■ Aim of the exercise:
The entries that follow need to be retyped verbatim.

(Natural language region descriptions)
__________
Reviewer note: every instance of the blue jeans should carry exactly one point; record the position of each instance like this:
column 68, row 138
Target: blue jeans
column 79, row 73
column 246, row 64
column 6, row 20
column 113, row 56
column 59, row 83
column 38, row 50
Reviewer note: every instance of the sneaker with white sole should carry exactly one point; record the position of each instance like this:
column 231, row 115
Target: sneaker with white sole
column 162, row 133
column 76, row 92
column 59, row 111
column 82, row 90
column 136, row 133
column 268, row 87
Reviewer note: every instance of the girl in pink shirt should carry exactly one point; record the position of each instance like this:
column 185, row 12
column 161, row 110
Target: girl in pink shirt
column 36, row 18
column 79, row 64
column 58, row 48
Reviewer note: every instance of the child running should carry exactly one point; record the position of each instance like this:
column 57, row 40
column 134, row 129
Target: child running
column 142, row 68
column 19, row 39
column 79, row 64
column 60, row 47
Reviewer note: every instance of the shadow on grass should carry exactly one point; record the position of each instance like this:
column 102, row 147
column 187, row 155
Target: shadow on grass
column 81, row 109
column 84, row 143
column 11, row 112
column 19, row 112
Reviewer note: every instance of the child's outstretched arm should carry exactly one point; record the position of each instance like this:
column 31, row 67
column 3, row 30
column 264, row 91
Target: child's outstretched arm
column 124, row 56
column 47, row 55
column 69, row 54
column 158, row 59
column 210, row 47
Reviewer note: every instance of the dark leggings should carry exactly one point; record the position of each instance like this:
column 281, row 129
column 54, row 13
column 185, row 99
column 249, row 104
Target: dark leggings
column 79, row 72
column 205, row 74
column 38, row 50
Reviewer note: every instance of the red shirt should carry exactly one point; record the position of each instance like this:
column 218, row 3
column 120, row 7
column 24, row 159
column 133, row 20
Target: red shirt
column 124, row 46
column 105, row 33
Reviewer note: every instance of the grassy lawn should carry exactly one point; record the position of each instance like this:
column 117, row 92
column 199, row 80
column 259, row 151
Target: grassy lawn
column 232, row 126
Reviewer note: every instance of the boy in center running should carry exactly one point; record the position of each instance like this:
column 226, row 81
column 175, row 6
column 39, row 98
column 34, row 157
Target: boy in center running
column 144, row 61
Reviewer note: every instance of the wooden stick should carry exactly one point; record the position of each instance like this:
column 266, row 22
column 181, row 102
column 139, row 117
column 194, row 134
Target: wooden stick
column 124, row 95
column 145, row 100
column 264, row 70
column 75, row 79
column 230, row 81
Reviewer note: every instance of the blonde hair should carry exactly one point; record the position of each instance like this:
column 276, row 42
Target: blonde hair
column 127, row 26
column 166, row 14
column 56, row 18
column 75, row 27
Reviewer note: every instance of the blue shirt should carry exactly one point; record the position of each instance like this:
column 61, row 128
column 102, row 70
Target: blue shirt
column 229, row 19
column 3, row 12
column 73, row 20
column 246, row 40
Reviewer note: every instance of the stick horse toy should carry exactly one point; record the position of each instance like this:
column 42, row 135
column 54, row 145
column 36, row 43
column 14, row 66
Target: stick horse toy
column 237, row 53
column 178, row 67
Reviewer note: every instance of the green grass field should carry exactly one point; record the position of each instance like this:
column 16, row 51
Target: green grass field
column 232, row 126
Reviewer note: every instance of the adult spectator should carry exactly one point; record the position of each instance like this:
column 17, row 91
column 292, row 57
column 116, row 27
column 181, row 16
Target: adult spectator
__________
■ Result:
Reviewer note: every instance of the blue jeans should carry exactly one point; record the position of each instance like this:
column 68, row 138
Target: blue jeans
column 79, row 73
column 246, row 64
column 6, row 20
column 113, row 56
column 59, row 83
column 38, row 50
Reviewer note: every instance of the sneaker with white sole should carry exactly one point; record the position of each instance like this:
column 231, row 115
Target: sneaker with white sole
column 162, row 133
column 76, row 92
column 59, row 111
column 82, row 90
column 136, row 133
column 268, row 87
Reviewer note: every instance of the girl in pink shirt should carry exactly one point; record the position of each instance like this:
column 185, row 12
column 161, row 110
Target: girl in pink shirt
column 36, row 18
column 79, row 64
column 58, row 48
Reviewer note: every instance of the child running should carry exactly one point; record the position of each instance like this:
column 57, row 40
column 134, row 129
Target: child running
column 142, row 68
column 19, row 39
column 79, row 64
column 60, row 47
Reviewer note: every instance of the shadow on grass should carry exactly one point; record the position of each instance like this:
column 102, row 147
column 187, row 155
Target: shadow on grass
column 81, row 109
column 84, row 143
column 11, row 112
column 19, row 112
Reviewer note: every instance of the child's outstretched arm should carry exactly one point; record the position of each instance like this:
column 31, row 67
column 3, row 30
column 264, row 91
Target: child's outstretched arm
column 124, row 56
column 47, row 55
column 69, row 54
column 158, row 59
column 210, row 47
Reviewer note: every instance of the dark leggings should carry exactly one point; record the position of each instance like this:
column 281, row 129
column 54, row 13
column 185, row 99
column 249, row 104
Target: dark leggings
column 79, row 72
column 205, row 74
column 38, row 50
Reviewer note: every instance of the red shirt should carry exactly one point; record the position of each instance like this:
column 218, row 3
column 120, row 7
column 24, row 159
column 133, row 20
Target: red shirt
column 124, row 46
column 105, row 33
Reviewer note: every instance of the grassy lawn should carry exactly one point; record the position of each instance like this:
column 117, row 92
column 199, row 80
column 259, row 151
Target: grassy lawn
column 232, row 126
Reviewer note: every instance of the boy in center running should carry exactly one point; record the position of each instance like this:
column 226, row 81
column 175, row 6
column 39, row 98
column 34, row 157
Target: boy in center running
column 144, row 61
Reviewer note: every instance of the wooden stick should carry exactly one point; record the position of each instance like this:
column 266, row 22
column 181, row 102
column 139, row 117
column 194, row 134
Target: wooden stick
column 124, row 95
column 145, row 100
column 264, row 70
column 75, row 79
column 230, row 81
Reviewer note: every instance of the blonde hair should carry exactly one point; record the position of each instance like this:
column 276, row 42
Target: blonde hair
column 127, row 26
column 166, row 14
column 56, row 18
column 75, row 27
Reviewer note: every instance of the blue shirt should carry exactly one point; record the position of each instance like this:
column 61, row 128
column 102, row 70
Target: blue shirt
column 229, row 19
column 3, row 12
column 73, row 20
column 246, row 40
Reviewer note: every instance of the stick horse toy should carry exactly one point; record the position of each instance like this:
column 42, row 135
column 54, row 145
column 36, row 43
column 14, row 66
Target: stick horse toy
column 237, row 53
column 178, row 67
Reviewer note: every instance of the green grass field should carry exactly one point; record the position of each instance like this:
column 16, row 51
Target: green grass field
column 232, row 126
Reviewer note: every instance of the adult spectator should carry exactly one point; record the position of each instance like this:
column 17, row 91
column 292, row 57
column 116, row 27
column 181, row 16
Target: adult spectator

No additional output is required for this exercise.